TO DO: If a line of the listing contains the string "below", return that line.

GIVEN RECORDS:

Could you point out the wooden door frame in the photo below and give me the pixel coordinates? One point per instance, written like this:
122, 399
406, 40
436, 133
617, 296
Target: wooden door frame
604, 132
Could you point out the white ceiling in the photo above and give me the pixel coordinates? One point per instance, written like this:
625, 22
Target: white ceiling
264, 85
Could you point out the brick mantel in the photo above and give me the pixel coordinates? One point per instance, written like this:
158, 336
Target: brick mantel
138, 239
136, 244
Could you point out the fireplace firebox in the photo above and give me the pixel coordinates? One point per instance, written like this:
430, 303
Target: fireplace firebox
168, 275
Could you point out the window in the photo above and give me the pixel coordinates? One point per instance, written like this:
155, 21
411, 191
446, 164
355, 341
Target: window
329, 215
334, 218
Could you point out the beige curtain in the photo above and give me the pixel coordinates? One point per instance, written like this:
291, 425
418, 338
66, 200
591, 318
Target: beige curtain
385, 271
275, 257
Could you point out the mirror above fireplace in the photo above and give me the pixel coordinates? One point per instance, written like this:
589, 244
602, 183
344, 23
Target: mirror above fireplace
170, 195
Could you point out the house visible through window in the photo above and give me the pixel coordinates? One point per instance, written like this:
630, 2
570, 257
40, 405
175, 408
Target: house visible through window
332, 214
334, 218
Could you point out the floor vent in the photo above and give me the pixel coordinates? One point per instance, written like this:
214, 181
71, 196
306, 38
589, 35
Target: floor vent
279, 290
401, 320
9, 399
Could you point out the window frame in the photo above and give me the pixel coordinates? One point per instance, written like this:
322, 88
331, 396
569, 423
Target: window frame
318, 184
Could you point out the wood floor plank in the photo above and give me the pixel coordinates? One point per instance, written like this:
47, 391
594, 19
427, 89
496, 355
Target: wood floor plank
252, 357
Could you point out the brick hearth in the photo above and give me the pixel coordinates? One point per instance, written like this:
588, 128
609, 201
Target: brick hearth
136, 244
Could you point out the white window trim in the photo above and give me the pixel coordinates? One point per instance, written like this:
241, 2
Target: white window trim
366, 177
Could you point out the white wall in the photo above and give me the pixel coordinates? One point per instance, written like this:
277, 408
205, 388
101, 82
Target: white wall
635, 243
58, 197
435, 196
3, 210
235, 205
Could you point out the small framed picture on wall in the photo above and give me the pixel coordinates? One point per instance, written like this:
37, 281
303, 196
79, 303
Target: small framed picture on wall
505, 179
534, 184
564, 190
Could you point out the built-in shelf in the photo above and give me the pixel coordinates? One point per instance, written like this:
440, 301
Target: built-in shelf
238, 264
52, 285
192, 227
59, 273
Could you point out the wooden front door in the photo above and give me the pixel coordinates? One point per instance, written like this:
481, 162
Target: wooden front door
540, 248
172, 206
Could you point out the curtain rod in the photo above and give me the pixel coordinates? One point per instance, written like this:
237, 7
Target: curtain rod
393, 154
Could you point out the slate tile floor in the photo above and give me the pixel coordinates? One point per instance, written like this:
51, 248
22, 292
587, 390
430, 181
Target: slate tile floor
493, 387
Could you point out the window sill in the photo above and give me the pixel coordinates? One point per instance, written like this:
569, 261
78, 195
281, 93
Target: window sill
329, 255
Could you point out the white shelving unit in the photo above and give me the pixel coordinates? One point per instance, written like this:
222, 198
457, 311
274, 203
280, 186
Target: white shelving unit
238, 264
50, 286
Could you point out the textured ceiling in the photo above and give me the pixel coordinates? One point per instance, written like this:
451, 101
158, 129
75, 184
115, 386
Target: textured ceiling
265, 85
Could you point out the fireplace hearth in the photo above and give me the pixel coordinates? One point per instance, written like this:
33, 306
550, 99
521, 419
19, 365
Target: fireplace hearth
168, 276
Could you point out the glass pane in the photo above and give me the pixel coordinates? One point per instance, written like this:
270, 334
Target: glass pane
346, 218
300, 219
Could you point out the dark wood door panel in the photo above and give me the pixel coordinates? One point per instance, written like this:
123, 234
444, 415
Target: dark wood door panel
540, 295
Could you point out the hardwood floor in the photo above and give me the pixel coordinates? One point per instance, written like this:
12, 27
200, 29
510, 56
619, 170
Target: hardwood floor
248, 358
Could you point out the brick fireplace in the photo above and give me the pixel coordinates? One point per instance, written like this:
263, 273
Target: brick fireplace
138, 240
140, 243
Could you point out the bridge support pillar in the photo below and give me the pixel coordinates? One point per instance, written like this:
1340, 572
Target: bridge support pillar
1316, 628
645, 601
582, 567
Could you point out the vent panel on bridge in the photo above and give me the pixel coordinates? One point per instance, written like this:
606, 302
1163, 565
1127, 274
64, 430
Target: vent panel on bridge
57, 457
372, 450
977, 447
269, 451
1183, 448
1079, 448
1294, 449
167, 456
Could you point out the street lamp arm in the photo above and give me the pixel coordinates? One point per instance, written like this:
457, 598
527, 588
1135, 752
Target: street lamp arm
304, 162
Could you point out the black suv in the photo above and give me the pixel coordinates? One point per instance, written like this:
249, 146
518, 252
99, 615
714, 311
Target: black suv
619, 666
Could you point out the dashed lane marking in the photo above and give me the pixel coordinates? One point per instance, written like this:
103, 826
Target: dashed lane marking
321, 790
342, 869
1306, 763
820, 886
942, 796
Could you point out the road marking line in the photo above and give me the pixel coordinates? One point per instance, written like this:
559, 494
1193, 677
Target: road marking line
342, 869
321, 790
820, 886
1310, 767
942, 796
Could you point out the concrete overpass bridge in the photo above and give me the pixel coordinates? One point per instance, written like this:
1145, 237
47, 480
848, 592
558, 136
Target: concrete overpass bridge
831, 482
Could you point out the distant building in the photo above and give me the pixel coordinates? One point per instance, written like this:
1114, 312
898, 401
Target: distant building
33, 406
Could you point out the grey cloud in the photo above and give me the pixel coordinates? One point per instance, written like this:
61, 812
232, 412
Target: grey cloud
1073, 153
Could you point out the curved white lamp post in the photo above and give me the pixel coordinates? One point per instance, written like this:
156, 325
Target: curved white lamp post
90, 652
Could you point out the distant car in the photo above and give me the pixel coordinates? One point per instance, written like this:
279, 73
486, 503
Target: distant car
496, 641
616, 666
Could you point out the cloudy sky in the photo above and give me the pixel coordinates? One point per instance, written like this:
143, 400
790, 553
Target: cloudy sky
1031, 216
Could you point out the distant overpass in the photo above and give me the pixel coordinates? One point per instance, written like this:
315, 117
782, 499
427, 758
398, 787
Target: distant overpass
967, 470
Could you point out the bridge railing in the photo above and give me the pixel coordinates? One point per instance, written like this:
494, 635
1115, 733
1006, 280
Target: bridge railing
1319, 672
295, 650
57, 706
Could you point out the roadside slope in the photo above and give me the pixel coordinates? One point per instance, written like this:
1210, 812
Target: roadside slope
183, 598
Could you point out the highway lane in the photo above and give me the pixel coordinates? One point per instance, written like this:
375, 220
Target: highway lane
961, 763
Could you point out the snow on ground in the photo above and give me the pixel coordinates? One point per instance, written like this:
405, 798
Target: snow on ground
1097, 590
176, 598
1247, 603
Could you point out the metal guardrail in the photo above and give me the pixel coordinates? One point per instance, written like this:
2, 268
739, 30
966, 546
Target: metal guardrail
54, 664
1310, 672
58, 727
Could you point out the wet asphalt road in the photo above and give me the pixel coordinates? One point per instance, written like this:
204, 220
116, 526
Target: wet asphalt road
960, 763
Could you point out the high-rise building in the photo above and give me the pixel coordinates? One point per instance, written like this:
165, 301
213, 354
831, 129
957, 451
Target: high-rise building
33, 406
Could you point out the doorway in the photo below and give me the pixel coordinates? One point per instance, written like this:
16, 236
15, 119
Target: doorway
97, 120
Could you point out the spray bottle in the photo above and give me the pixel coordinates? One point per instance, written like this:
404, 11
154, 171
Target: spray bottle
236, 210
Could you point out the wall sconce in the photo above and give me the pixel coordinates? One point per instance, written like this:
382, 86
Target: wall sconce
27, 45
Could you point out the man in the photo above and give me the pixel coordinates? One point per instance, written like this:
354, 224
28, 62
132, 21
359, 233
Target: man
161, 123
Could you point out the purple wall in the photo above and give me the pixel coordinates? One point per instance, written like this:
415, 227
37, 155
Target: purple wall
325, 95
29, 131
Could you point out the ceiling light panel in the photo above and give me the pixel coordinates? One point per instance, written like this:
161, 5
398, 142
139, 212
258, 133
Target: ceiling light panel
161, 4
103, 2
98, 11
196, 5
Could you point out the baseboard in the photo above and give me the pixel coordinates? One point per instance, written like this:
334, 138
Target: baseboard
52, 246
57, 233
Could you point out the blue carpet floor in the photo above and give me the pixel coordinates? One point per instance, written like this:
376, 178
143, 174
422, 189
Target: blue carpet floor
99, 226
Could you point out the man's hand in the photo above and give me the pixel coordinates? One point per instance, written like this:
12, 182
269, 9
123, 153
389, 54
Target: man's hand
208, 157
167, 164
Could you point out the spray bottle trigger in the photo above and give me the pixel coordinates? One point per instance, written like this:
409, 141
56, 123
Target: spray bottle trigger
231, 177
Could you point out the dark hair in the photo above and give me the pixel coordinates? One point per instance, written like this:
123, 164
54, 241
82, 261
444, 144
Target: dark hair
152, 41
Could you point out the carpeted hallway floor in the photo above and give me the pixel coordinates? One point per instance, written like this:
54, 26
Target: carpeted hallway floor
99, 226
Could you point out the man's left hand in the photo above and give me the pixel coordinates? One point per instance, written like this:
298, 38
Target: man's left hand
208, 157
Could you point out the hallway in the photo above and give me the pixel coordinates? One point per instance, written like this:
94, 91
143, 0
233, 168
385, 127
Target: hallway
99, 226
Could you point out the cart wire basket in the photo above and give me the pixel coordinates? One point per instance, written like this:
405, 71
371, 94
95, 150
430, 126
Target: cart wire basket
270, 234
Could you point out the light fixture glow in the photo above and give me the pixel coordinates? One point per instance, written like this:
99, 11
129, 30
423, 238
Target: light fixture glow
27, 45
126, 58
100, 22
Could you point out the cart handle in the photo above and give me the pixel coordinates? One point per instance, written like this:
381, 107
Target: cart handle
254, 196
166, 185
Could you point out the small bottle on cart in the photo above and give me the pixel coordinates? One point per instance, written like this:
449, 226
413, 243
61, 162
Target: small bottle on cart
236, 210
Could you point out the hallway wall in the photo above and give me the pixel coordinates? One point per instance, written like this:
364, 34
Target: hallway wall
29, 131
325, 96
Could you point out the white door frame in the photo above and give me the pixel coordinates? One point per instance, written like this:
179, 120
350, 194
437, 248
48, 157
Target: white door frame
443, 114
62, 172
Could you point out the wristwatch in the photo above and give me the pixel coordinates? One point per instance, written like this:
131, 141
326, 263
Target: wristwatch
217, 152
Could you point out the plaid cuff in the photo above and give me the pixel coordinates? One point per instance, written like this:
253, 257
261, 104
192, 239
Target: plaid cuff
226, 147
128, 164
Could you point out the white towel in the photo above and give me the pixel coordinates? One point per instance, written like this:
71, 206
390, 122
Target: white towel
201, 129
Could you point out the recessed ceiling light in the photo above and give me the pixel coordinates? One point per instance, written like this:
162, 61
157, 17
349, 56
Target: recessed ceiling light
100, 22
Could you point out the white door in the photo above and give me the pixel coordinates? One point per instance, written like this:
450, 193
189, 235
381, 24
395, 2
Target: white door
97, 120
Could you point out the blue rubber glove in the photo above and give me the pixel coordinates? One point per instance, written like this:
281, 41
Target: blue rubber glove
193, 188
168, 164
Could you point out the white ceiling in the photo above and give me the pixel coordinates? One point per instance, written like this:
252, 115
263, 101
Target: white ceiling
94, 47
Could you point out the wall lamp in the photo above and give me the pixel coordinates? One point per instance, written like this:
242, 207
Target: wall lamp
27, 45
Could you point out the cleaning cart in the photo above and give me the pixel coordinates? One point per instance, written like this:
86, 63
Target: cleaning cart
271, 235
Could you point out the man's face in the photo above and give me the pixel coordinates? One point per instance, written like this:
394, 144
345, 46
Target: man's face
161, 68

WRITTEN RESPONSE:
Could you point out the wooden door frame in the photo below and give me the pixel coordinates? One point per instance, written like this:
Could you point out the bridge support pillar in the photo below and give me the pixel coordinates? One point per instance, written like this:
Could you point out the doorway in the photo below and give me the pixel coordinates? One point per instance, written like this:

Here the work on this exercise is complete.